**PETIT EXERCICE 1:**
Transcrivez à l'identique le passage du texte sur le bilinguisme qui s'ouvre sur les mots « Séance de Show » et se clôt sur « chante avec elle). ».

**EXTRAIT DU TEXTE:**
Le bilinguisme à 4 ans

Lottie a maintenant plus de 4 ans et il est donc temps de faire un petit bilan sur son bilinguisme (*) : pour la première fois, je peux écrire qu’elle est vraiment bilingue français-anglais. D’ailleurs, elle aussi le sait bien puisque je l’ai déjà entendue dire, dans les deux langues, « I can speak French too » et « Je parle anglais aussi ».

L’anglais

En fait, Lottie est devenue très à l’aise en anglais vers le printemps dernier, soit à un peu plus de 3 ans et demi. On l’a remarqué car elle s’est mise à apporter des choses de façon quasi-quotidienne pour les séances de Show and tell à l’école: c’est un petit moment que fait sa classe tous les matins à la fin de circle time, la petite routine matinale qui inclue la date, une petite chanson, des instructions de la maîtresse et également le serment d’allégeance (je vous reparlerai de ce dernier point dans un prochain billet). Les élèves peuvent apporter un objet en relation avec le thème du mois (la mer, les dinosaures, les plantes…) et le présenter en quelques phrases. Jusqu’au trois quarts de l’année, Lottie n’a jamais rien apporté et on a eu soudain une explosion des « il faut que je trouve quelque chose pour Show and tell !!! », bien sûr souvent au moment de monter dans la voiture pour partir à l’école.

Séance de Show and Tell à l’école.

De plus, comme la plupart des enfants américains, elle n’hésite plus à intervenir en public. Par exemple au début d’une pièce de théâtre tirée d’un livre, quelle fut ma surprise de voir ma petite fille participer dans le jeu des acteurs et articuler le plus naturellement du monde : « I have a book ! ». Pareil lorsqu’on faisait la queue dans un parc d’attraction, la voilà qui explique spontanément et dans un très bon anglais les règles de la pêche à la ligne aux gens derrière nous. Et elle chante maintenant toute seule des chansons en anglais apprises à l’école, ce qu’elle ne faisait pas avant (il fallait que je chante avec elle).

Elle a également bien intégré les concepts de la politesse politiquement correcte des américains, qu’elle utilise aussi en français. Par exemple, elle ne dit pas :

  • « Je ne veux plus de brocoli » mais « je crois que je ne veux plus de brocoli »;
  • « Je voudrais un cupcake en dessert » mais « Peut-être que je vais prendre un cupcake en dessert».

(Vous remarquerez qu’on a des problèmes à la faire manger de façon équilibrée!). Je trouve que c’est typique de la façon un peu détournée dont les Américains disent parfois les choses.

Etre bilingue, c’est souvent être aussi biculturel: pour l’anniversaire de Lottie, on a cédé à la tradition du gâteau américain mais en proposant des croissants aux parents!

Le français

A la maison, nous parlons uniquement français sauf lorsque nous avons des invités anglophones (dans ce cas, je lui parle plutôt en anglais par soucis de politesse). Lottie nous parle encore en français et d’ailleurs, c’est également la langue qu’elle utilise pour communiquer avec son petit frère d’un an (qui lui commence tout juste à dire quelques mots). Je m’attends à ce que cela évolue une fois qu’Ozzy aura deux ou trois ans (en gros jusqu’à ce qu’il se mette à interagir de façon régulière avec ses pairs), affaire à suivre donc.

**DONNÉES À TRAITER:**
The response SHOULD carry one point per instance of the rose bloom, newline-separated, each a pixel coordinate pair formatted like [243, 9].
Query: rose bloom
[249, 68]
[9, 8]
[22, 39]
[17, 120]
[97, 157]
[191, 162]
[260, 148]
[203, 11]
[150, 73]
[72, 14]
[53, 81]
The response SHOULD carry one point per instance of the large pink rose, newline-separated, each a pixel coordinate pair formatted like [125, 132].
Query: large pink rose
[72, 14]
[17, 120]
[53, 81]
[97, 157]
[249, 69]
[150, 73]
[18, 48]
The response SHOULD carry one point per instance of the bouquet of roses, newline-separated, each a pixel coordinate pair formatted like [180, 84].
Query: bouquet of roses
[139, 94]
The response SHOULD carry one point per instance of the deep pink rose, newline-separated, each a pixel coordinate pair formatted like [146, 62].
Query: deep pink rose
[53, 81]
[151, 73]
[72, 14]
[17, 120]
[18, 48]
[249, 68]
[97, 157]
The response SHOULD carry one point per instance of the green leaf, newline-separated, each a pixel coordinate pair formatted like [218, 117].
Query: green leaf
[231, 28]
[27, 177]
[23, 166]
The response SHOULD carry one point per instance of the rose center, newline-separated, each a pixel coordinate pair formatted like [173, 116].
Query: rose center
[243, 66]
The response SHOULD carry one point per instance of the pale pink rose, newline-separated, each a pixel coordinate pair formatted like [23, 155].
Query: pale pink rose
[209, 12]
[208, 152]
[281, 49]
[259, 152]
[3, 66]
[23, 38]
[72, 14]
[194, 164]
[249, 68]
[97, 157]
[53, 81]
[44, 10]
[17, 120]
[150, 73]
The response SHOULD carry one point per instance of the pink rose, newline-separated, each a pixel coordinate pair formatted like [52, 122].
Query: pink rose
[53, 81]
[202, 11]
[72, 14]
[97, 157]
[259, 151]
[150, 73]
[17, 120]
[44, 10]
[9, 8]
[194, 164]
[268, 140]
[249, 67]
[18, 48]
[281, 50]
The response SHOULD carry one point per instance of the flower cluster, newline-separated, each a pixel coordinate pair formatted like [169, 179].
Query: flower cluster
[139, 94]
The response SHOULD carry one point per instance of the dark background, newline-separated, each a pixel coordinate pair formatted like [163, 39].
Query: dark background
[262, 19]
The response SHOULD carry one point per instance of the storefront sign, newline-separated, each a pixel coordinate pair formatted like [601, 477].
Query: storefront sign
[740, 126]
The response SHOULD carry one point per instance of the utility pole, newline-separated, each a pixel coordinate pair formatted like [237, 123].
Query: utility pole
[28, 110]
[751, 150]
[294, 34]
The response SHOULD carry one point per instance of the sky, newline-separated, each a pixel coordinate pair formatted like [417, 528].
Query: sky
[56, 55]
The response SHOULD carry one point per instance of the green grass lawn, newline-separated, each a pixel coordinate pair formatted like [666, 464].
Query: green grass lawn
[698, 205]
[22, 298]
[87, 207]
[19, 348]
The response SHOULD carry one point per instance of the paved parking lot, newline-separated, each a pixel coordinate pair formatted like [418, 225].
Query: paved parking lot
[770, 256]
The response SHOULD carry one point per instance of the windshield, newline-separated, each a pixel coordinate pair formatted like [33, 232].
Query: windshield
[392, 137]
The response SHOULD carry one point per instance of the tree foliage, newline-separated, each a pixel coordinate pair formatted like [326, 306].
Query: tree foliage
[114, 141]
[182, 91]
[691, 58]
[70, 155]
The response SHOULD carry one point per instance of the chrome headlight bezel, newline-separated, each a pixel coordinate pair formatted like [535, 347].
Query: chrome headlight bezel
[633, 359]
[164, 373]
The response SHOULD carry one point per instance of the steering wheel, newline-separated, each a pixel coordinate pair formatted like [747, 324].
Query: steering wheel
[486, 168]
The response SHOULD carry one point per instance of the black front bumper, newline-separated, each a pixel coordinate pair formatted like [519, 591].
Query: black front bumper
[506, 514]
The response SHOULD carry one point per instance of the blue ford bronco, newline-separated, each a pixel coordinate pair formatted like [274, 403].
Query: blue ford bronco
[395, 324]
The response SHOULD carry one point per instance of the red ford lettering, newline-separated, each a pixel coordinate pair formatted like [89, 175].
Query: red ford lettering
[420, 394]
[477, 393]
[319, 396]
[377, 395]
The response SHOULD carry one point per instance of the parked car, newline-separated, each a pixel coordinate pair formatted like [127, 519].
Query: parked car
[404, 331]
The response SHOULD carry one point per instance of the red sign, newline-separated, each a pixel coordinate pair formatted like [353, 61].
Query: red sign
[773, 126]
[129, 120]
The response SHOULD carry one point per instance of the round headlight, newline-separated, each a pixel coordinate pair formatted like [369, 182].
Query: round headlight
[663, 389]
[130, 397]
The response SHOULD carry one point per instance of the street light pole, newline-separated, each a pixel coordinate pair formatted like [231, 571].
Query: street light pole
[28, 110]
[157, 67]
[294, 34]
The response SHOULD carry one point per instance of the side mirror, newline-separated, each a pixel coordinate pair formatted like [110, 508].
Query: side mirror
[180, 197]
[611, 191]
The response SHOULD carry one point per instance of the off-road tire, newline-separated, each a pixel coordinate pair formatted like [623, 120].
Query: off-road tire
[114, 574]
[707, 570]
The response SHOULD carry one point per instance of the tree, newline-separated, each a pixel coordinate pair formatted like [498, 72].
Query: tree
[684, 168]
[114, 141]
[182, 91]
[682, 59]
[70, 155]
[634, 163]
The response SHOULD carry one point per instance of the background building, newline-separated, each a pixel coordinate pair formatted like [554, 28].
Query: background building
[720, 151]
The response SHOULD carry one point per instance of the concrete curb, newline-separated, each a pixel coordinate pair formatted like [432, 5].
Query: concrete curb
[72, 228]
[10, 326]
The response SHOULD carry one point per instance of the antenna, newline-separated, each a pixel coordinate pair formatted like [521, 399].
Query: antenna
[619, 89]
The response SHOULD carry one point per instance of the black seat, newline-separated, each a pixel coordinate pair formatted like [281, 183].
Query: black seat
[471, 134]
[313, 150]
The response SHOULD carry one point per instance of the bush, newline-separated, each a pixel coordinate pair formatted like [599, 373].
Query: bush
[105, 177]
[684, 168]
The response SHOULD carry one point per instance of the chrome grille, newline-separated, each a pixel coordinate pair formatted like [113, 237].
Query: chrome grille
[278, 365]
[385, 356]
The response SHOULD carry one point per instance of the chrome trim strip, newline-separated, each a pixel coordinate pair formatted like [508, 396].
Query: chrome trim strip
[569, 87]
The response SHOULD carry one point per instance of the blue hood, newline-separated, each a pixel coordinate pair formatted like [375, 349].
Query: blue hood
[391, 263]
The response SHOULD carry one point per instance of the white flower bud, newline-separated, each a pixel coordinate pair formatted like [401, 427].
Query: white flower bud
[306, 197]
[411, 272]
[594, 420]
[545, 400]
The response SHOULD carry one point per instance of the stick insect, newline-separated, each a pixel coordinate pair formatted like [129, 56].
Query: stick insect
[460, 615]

**PETIT EXERCICE 2:**
Trouvez dans la liste ci-dessus chaque ligne où figure la chaîne « tire », en tenant compte de la casse, puis recopiez ces lignes.

**RÉPONSE COMPLÈTE 1:**
Séance de Show and Tell à l’école.

De plus, comme la plupart des enfants américains, elle n’hésite plus à intervenir en public. Par exemple au début d’une pièce de théâtre tirée d’un livre, quelle fut ma surprise de voir ma petite fille participer dans le jeu des acteurs et articuler le plus naturellement du monde : « I have a book ! ». Pareil lorsqu’on faisait la queue dans un parc d’attraction, la voilà qui explique spontanément et dans un très bon anglais les règles de la pêche à la ligne aux gens derrière nous. Et elle chante maintenant toute seule des chansons en anglais apprises à l’école, ce qu’elle ne faisait pas avant (il fallait que je chante avec elle).

**RÉPONSE COMPLÈTE 2:**
The response SHOULD carry one point per instance of the off-road tire, newline-separated, each a pixel coordinate pair formatted like [623, 120].
Query: off-road tire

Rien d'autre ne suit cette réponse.